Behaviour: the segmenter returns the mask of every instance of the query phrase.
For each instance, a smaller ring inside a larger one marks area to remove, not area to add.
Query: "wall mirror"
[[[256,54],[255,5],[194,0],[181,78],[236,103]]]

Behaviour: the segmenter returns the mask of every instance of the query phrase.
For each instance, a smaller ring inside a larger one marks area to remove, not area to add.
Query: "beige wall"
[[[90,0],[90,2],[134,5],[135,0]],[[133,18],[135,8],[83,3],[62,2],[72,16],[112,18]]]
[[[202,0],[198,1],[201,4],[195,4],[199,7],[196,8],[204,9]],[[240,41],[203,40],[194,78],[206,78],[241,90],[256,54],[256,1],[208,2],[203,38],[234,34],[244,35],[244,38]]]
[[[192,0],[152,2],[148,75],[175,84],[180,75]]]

________

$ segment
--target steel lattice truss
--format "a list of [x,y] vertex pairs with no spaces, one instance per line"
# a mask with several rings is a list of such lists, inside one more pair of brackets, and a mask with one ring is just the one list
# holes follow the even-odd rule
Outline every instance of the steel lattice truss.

________

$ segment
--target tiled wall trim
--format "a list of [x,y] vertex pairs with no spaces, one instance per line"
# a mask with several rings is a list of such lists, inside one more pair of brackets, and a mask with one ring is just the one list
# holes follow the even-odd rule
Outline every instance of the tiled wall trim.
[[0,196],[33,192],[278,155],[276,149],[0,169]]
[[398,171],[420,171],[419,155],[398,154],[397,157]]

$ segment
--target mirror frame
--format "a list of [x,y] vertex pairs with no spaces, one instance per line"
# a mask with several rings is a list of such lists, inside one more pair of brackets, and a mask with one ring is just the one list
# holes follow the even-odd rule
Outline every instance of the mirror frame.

________

§ **TASK DETAILS**: Report each line in the rows above that contains the string "trim". Matching is case-sensitive.

§ **COMPLETE ANSWER**:
--target tiled wall trim
Outline every instance of the tiled wall trim.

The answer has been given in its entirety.